**Given instruction:** Reproduce the following records exactly from the line containing "Locate each instance of the billowing" onward, ending with the last line and including it.

**Task input:**

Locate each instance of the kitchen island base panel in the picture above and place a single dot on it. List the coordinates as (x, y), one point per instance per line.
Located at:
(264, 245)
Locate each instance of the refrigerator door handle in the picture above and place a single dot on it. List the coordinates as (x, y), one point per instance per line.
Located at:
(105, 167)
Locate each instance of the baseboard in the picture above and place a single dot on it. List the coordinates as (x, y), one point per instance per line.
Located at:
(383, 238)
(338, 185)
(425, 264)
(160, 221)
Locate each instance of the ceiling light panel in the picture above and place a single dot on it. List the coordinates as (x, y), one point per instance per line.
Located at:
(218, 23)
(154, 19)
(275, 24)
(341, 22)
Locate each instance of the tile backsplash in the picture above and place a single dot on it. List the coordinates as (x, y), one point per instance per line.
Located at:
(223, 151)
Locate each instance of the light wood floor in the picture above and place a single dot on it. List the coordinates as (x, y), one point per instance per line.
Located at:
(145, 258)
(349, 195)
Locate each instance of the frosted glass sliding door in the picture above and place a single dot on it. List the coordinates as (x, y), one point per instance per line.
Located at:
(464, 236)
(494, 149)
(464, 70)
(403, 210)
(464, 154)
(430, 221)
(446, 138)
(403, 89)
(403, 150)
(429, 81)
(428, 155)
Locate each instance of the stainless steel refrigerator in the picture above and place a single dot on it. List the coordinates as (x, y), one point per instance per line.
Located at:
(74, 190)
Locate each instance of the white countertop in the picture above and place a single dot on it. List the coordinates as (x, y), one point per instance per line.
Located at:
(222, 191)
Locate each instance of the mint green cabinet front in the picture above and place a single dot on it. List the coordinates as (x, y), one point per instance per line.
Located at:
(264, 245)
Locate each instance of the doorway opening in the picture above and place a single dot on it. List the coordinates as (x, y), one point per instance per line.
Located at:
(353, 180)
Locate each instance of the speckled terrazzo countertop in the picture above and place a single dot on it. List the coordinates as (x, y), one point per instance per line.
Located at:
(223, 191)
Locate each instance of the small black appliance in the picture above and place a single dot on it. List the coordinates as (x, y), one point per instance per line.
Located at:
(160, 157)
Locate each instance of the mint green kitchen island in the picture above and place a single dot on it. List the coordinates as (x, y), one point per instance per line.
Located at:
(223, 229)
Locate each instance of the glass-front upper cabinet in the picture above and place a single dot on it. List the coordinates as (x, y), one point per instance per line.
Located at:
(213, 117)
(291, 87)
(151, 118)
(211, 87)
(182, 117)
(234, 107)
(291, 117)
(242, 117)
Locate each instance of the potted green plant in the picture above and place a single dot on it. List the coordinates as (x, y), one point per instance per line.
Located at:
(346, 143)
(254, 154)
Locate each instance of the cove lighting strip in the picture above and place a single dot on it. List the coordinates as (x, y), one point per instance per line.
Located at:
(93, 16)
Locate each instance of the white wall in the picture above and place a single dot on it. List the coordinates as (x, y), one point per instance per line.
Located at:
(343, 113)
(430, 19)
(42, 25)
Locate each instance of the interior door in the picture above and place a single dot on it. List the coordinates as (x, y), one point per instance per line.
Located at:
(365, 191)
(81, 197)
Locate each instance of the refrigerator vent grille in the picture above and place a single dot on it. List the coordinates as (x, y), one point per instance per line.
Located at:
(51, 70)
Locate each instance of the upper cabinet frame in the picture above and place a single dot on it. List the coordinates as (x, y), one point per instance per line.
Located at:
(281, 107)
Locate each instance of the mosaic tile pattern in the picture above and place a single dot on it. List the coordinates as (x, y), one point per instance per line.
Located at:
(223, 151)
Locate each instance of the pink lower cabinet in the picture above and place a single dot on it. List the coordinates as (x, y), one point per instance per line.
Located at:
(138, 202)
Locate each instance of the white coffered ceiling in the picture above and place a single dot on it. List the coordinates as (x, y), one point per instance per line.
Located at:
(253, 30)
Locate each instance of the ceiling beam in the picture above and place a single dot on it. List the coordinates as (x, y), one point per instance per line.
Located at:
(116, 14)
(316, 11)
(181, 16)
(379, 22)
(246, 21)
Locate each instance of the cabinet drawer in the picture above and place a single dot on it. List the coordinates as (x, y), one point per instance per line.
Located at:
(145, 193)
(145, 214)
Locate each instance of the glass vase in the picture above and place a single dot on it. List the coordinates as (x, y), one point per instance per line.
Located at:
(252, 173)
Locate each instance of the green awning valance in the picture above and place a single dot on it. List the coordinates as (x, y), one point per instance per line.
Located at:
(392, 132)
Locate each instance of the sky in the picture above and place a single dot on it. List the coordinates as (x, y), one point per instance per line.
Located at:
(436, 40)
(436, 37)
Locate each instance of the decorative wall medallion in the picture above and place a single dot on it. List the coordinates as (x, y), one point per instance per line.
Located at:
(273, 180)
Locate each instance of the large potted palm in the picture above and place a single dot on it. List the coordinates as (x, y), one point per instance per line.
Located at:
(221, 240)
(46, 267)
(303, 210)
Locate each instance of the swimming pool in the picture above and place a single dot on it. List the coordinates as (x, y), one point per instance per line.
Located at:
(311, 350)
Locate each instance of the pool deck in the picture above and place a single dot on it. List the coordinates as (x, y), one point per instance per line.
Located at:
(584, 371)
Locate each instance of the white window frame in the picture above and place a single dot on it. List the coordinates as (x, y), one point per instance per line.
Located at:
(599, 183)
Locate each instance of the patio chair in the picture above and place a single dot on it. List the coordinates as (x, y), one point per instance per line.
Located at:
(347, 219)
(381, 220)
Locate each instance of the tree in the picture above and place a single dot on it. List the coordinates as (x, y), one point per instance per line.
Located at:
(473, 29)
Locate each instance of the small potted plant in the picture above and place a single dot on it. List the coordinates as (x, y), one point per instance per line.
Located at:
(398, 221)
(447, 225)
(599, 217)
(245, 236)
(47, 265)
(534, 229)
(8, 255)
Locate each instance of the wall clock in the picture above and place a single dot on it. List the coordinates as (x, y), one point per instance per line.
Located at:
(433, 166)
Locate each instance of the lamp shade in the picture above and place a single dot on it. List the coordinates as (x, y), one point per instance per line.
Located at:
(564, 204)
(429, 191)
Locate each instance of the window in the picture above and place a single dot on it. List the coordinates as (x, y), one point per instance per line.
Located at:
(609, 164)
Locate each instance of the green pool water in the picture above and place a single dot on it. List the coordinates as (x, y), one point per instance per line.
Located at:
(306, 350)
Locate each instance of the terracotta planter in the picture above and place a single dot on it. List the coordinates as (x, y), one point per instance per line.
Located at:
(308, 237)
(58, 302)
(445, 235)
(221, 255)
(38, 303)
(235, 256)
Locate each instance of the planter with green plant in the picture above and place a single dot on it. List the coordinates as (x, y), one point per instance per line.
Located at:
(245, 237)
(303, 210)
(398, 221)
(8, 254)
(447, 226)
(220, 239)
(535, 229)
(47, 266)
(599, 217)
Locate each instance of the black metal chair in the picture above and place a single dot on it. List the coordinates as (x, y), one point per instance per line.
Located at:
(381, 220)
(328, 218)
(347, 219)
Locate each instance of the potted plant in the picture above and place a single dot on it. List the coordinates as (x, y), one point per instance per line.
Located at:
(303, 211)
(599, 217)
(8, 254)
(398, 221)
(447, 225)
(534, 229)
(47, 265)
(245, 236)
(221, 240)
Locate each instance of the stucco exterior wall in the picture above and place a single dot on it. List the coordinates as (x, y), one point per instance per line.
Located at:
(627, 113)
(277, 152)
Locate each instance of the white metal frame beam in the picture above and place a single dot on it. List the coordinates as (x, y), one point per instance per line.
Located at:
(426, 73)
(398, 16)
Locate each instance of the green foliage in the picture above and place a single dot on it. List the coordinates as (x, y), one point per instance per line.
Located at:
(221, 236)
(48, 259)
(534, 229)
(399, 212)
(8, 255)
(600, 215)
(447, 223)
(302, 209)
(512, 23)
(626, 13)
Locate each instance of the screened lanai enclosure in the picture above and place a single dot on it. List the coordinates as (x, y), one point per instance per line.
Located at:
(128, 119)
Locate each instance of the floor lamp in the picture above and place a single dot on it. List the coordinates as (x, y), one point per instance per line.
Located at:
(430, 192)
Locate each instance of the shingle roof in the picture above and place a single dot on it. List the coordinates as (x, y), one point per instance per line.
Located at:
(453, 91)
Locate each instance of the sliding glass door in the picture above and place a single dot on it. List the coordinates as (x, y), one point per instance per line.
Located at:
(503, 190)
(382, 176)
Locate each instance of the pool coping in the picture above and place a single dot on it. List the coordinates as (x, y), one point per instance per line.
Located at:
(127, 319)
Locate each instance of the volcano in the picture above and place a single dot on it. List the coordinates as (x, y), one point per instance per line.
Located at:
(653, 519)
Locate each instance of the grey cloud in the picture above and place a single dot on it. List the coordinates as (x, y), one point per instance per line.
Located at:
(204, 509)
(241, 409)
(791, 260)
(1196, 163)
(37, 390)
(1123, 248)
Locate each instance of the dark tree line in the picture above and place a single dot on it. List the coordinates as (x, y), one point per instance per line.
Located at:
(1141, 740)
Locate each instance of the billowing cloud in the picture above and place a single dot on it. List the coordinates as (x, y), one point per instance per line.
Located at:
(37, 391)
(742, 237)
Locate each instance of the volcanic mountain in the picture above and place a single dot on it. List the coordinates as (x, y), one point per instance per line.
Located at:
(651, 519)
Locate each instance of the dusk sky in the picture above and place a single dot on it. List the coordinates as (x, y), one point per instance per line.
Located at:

**Solution to the exercise:**
Locate each instance of the billowing cloud in the picture above and place a single dot on it. List the coordinates as (x, y), one point per instance per line.
Located at:
(37, 391)
(742, 237)
Locate each instance of the volcanic mountain in the picture above and place a single dot on it. List the coordinates as (x, y), one point per instance per line.
Located at:
(651, 519)
Locate each instance of the dusk sky in the picture above and place a single dot on it. List the coordinates as (x, y), one point per instance per line.
Located at:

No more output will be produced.